Penggalan Teks:
Ibrah dalam Perjanjian Hudaibiyah

Perjanjian Hudaibiyah satu dari sekian peristiwa yang menjadi ibrah bagi para aktivis dakwah. 1.Keterbatasan pemahaman dan informasi atas sikap yang diambil Rasulullah Saw. menjadikan sahabat Umar ibnul Khaththab Ra menyangsikan apa yang dilakukan beliau dengan orang Quraisy.

2.Sikap Umar tersebut berdampak pada sikap para sahabat yang lamban untuk digerakkan melaksanakan perintah Rasulullah Saw dalam menyembelih dan mencukur rambut sebagai tanda tahallul.

3.Namun peristiwa itu tidak berlangsung lama. Beliau segera menyadari bahwa mereka perlu digerakkan dari tombolnya. Maka beliau pun memulai dari dirinya untuk melakukan apa yang diperintahkannya tadi. Baru selepas itu para sahabat pun berbondong-bondong menjalankannya.

4.Peristiwa ini terhenti dan tidak berkembang hingga ke akar-akar rumput. Dengan cepat kasus itu terselesaikan. Allah Swt menyelamatkan komunitas kaum muslimin dari perpecahan. Ketaatan pada Allah dan Rasul-Nya melandasi kekuatan persatuan tersebut. “Dan ta’atlah kepada Allah dan Rasulnya dan janganlah kamu berbantah-bantahan, yang menyebabkan kamu menjadi gentar dan hilang kekuatanmu dan bersabarlah. Sesungguhnya Allah beserta orang-orang yang sabar”. (QS. Al-Anfaal: 46)

Tsiqah Buah Interaksi Berkesinambungan

Tsiqah dan kepercayaan tidak muncul tiba-tiba. . Melainkan ia adalah buah dari interaksi yang amat lama. Paling tidak dari interaksi yang sangat lama itu dapat memahami keadaan dan kondisinya masing-masing. Sebagaimana peristiwa Isra’ dan Mi’rajnya Rasulullah Saw. Ketika peristiwa itu diceritakan beliau kepada masyarakat luas. Terjadilah kegegeran di kalangan umum. Mereka menyangsikan kejadian yang dialami Rasulullah Saw. Logika mereka belum sampai untuk menerima peristiwa tersebut. Namun sewaktu kasus itu diceritakan kepada Abu Bakar As Shiddiq Ra. dia amat mempercayainya. Bahkan bila kisahnya jauh lebih dahsyat dari yang didengar orang-orang Quraisy sekalipun ia mempercayainya. Alasannya karena sejak kecil ia berteman dengan Rasulullah Saw. dan selama pertemanan yang sangat lama itu, Abu Bakar tidak pernah menemukan pada pribadi Rasulullah, sikap yang mengada-ada. Lebih-lebih berdusta. Hasil interaksi yang cukup lama itu menjadi perisai diri terhadap pribadi Rasulullah Saw. Sehingga tidak ada celah sekecil apapun dalam diri Abu bakar untuk bersikap menduga-duga.

Baris yang Disediakan:
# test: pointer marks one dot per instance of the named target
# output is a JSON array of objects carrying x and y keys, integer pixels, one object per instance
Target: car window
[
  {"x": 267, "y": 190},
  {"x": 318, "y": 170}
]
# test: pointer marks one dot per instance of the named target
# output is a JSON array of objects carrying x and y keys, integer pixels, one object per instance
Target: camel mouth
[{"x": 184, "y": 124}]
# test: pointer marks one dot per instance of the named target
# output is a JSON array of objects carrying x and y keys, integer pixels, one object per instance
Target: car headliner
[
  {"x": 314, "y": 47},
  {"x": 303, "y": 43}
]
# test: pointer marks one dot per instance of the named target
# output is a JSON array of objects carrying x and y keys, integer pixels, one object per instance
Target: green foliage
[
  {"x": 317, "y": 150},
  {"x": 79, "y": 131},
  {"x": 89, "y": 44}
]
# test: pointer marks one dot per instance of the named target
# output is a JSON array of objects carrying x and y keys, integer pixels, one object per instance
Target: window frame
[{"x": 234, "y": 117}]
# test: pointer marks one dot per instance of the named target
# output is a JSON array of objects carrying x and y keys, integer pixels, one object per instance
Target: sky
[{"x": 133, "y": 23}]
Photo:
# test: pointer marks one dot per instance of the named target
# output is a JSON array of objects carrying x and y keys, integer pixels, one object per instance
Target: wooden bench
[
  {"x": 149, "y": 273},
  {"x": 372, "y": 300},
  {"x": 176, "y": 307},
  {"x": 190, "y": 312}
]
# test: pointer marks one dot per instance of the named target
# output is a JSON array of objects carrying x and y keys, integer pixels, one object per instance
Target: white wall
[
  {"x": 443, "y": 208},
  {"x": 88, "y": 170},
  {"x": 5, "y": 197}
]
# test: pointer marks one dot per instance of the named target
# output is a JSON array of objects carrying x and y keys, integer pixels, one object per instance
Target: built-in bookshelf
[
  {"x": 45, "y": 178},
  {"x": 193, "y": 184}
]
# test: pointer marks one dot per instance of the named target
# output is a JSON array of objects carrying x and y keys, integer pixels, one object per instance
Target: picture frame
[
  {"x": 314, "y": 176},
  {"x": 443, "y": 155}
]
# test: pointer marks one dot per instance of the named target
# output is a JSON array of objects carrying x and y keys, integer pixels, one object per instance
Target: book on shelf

Tujuan:
Lanjutkan teks tentang ibrah Perjanjian Hudaibiyah dan tsiqah setelah kalimat terakhirnya. Baris-baris di atas merupakan bahan tersendiri yang terpisah dari teks.

Tanggapan:
Tarbiyah yang intens bisa sebagai jalan untuk merajut hubungan yang harmonis antar personal. Baik hubungan antara qiyadah dan jundiyah juga antara jundiyah sendiri. Tarbiyah yang berlangsung sekian lama dapat menjadi alat bantu untuk saling memahami kondisi masing-masing orang yang berada di dalamnya. Baik terkait dengan karakter, sikap, ide dan kemauannya. Oleh karenanya mereka yang sangat lama berinteraksi dengan Rasulullah Saw. tidak memiliki persoalan yang semakin rumit. Tetapi mereka yang lemah hubungan interaksinya dapat menjadi faktor pemicu yang meruwewtkan masalah. Perhatikanlah kasus-kasus pembangkangan terhadap Rasulullah Saw. dalam sejarah banyak dilakukan oleh orang-orang yang lemah berinteraksi dengan beliau. Termasuk daerah-daerah yang hubungannya belum kokoh dalam dereten sejarah paling banyak bergolak ketimbang daerah-daerah yang dekat hubungannya.



Kiat-kiat merajut tsiqah

Ketidaktsiqahan antara qiyadah dan junud ini tidak boleh terjadi terlebih berlarut-larut. Ia harus segera disingkirkan dan diperbaiki dengan cepat. Adapun upaya yang dapat kita lakukan untuk kembali merajutnya diantaranya sebagai berikut:

Pertama, saling memahami bahwa tsiqah antara qiyadah dan jundiyah merupakan modal besar dalam membangun bangunan dakwah ini. Dan ketsiqahan yang utuh hanya melahirkan ketenangan dan ketentraman. Sedangkan ketidaktsiqahan adalah jendela kehancuran bagi dakwah ini.

Kedua, saling menyadari bahwa apa yang kita lakukan adalah kerangka ubudiyah. Karenanya jauhkan diri dari tendensi material dan kebusukan hati. Kerja dakwah dan membangun bangunan dakwah adalah amal mulia. Allah Swt perintahkan untuk terus konsisten dengan kebersamaan orang-orang yang tulus dalam pengabdian. Allah berfirman:

“Dan bersabarlah kamu bersama dengan orang-orang yang menyeru Tuhannya di pagi dan senja hari dengan mengharap keridhaan-Nya; dan janganlah kedua matamu berpaling dari mereka (karena) mengharapkan perhiasan kehidupan dunia ini; dan janganlah kamu mengikuti orang yang hatinya telah Kami lalaikan dari mengingat Kami, serta menuruti hawa nafsunya dan adalah keadaannya itu melewati batas. (QS. Al-Kahfi: 28)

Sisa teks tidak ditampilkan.